» Extracted text:
Audio behavior against explicit random baselines (938-clip test set).
Probe
Model
Random
Audio → class, top-1
10.4%
9.1%
Audio → class, top-5
48.4%
45.5%
Best cross-modal retrieval, R@5
4.5%
2.5%
Audio → RGB, ImageNet top-5
0%
~5%
Memorization probe (train / test)
2.9% / 4.1%
—
The gap between "1 nat of conditional structure learned" and "generated audio
is mode-collapsed" is the central observation we set out to characterize — a sharp
asymmetry between what the encoder represents and what the decoder can generate.
Listen for yourself
Six classes spanning the best- and worst-recovered cases, three clips each.
Ground truth is the original recording.
Continuation is the charitable probe: the model hears the first 80% of the
audio tokens (plus the paired RGB and caption) and predicts only the final 20% — so the
opening is real and the tail is the model's. Class-only generation is the
hardest setting: the entire audio stream is masked and decoded from the class label alone.

» Records provided:
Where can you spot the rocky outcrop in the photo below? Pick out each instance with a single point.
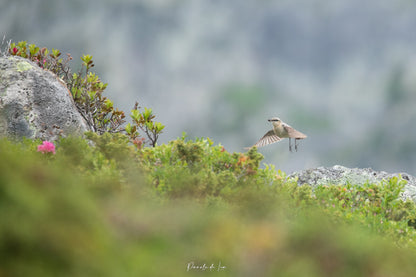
(35, 103)
(342, 175)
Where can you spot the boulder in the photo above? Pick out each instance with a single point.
(341, 175)
(35, 103)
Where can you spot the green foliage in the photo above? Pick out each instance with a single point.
(377, 206)
(109, 209)
(87, 90)
(144, 121)
(198, 169)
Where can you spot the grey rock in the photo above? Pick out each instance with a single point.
(342, 175)
(35, 103)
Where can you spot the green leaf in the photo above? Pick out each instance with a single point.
(128, 128)
(135, 115)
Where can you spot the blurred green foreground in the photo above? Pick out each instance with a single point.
(187, 209)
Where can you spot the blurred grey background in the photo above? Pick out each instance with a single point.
(343, 72)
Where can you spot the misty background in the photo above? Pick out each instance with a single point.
(342, 72)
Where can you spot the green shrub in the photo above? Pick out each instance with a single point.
(87, 211)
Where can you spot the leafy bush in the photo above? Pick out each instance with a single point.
(88, 211)
(87, 90)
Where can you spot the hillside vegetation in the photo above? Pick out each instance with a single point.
(106, 205)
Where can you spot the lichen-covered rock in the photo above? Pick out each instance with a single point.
(34, 103)
(342, 175)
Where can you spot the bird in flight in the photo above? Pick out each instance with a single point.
(280, 131)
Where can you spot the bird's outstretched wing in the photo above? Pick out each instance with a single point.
(269, 138)
(293, 133)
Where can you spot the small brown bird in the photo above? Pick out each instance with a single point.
(280, 131)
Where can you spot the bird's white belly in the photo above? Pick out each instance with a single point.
(281, 132)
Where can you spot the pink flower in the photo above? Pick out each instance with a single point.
(46, 147)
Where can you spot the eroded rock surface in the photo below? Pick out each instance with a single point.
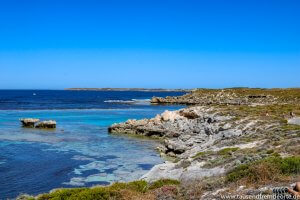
(185, 133)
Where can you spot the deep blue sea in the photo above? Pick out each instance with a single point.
(79, 152)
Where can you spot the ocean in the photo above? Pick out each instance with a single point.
(79, 152)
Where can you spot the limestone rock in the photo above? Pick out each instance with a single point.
(46, 124)
(29, 122)
(294, 121)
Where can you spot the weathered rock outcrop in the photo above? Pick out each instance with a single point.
(35, 123)
(46, 124)
(294, 121)
(185, 133)
(29, 122)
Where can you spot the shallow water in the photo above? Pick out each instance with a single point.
(79, 152)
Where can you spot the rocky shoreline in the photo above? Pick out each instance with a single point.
(226, 142)
(219, 131)
(187, 132)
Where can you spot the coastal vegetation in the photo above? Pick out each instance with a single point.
(230, 141)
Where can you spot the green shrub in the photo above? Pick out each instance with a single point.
(265, 170)
(227, 151)
(138, 186)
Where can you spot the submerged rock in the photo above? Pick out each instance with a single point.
(46, 124)
(35, 123)
(29, 122)
(294, 121)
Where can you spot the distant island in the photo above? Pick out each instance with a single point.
(130, 89)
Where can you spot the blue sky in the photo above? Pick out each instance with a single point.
(55, 44)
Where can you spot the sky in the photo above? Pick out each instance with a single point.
(56, 44)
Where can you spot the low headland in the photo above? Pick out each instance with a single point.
(129, 89)
(225, 142)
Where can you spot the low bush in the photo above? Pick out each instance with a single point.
(269, 169)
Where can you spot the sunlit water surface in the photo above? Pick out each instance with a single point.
(79, 152)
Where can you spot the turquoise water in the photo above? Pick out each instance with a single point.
(79, 152)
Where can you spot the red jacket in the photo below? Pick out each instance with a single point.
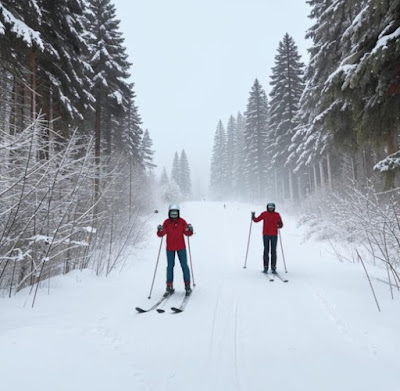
(175, 229)
(272, 221)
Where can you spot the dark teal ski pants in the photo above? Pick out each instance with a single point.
(270, 242)
(171, 263)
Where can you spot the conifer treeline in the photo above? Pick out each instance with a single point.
(66, 60)
(179, 186)
(74, 158)
(336, 120)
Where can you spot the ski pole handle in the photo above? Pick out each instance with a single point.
(155, 271)
(248, 244)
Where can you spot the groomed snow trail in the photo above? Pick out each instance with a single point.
(320, 331)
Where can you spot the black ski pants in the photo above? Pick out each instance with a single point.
(270, 242)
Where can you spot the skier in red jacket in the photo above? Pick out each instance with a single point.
(175, 227)
(272, 221)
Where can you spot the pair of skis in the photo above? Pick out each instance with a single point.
(271, 277)
(163, 299)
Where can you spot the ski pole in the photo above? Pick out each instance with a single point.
(248, 244)
(155, 271)
(283, 255)
(191, 265)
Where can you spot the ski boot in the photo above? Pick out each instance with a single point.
(188, 290)
(170, 290)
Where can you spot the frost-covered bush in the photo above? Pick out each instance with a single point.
(364, 218)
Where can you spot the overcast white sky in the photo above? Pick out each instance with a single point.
(194, 62)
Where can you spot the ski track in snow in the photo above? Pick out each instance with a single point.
(239, 331)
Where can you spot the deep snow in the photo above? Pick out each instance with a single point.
(319, 332)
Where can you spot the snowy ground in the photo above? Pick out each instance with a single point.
(319, 332)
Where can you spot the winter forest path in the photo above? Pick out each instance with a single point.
(319, 332)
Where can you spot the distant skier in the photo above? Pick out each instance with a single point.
(272, 221)
(175, 227)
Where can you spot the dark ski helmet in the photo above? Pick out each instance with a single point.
(173, 211)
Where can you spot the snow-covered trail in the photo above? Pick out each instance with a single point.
(320, 331)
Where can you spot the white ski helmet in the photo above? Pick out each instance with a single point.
(173, 211)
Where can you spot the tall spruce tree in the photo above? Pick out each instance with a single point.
(370, 76)
(164, 178)
(239, 158)
(147, 152)
(314, 136)
(185, 177)
(176, 170)
(255, 136)
(231, 140)
(287, 87)
(131, 133)
(110, 65)
(63, 73)
(218, 163)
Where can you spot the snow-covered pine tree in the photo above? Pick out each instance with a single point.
(239, 183)
(218, 163)
(110, 65)
(186, 181)
(131, 133)
(147, 152)
(231, 139)
(164, 178)
(176, 170)
(256, 142)
(370, 74)
(287, 87)
(312, 145)
(62, 68)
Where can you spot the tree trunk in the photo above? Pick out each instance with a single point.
(392, 147)
(291, 187)
(315, 177)
(97, 145)
(328, 160)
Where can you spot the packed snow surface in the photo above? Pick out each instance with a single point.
(321, 331)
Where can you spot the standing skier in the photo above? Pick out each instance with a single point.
(272, 221)
(175, 227)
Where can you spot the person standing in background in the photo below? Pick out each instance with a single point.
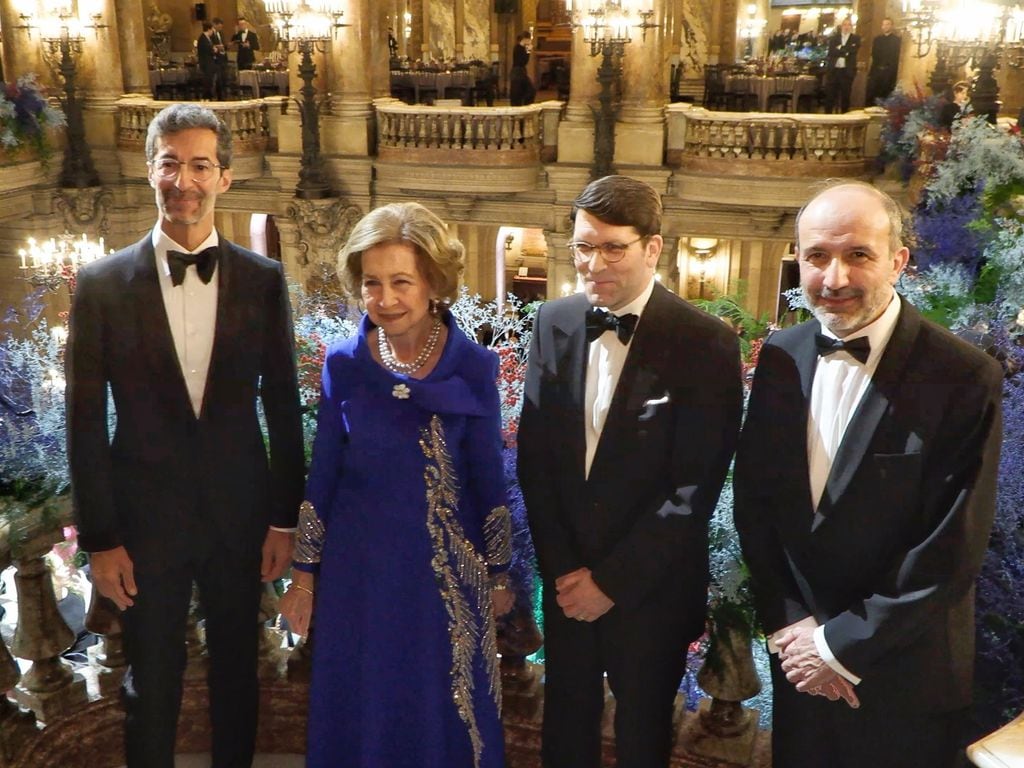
(247, 43)
(521, 90)
(841, 68)
(219, 60)
(885, 65)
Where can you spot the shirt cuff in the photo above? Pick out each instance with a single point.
(805, 622)
(829, 658)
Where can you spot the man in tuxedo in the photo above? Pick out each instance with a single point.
(247, 43)
(631, 415)
(207, 60)
(841, 62)
(864, 495)
(885, 64)
(185, 331)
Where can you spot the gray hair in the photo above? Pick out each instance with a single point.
(893, 212)
(177, 118)
(438, 257)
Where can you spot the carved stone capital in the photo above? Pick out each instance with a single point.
(322, 227)
(85, 210)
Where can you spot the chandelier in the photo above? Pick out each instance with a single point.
(607, 23)
(55, 262)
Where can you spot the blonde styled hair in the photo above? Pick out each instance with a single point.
(438, 257)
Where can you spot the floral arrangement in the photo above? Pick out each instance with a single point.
(26, 116)
(912, 123)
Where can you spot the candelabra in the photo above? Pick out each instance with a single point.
(306, 29)
(920, 16)
(61, 33)
(605, 26)
(55, 262)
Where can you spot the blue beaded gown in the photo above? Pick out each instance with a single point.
(406, 525)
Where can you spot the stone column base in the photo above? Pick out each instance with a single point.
(52, 705)
(638, 143)
(737, 750)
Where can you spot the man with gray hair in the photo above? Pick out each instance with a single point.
(864, 496)
(184, 331)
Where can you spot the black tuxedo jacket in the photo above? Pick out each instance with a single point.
(204, 52)
(849, 51)
(168, 483)
(888, 561)
(640, 521)
(246, 55)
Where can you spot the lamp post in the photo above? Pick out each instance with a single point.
(307, 29)
(61, 32)
(606, 29)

» Task instructions: Please return the full text on audio behavior against random baselines, unchanged and word for word.

» Response:
Audio behavior against explicit random baselines (938-clip test set).
Probe
Model
Random
Audio → class, top-1
10.4%
9.1%
Audio → class, top-5
48.4%
45.5%
Best cross-modal retrieval, R@5
4.5%
2.5%
Audio → RGB, ImageNet top-5
0%
~5%
Memorization probe (train / test)
2.9% / 4.1%
—
The gap between "1 nat of conditional structure learned" and "generated audio
is mode-collapsed" is the central observation we set out to characterize — a sharp
asymmetry between what the encoder represents and what the decoder can generate.
Listen for yourself
Six classes spanning the best- and worst-recovered cases, three clips each.
Ground truth is the original recording.
Continuation is the charitable probe: the model hears the first 80% of the
audio tokens (plus the paired RGB and caption) and predicts only the final 20% — so the
opening is real and the tail is the model's. Class-only generation is the
hardest setting: the entire audio stream is masked and decoded from the class label alone.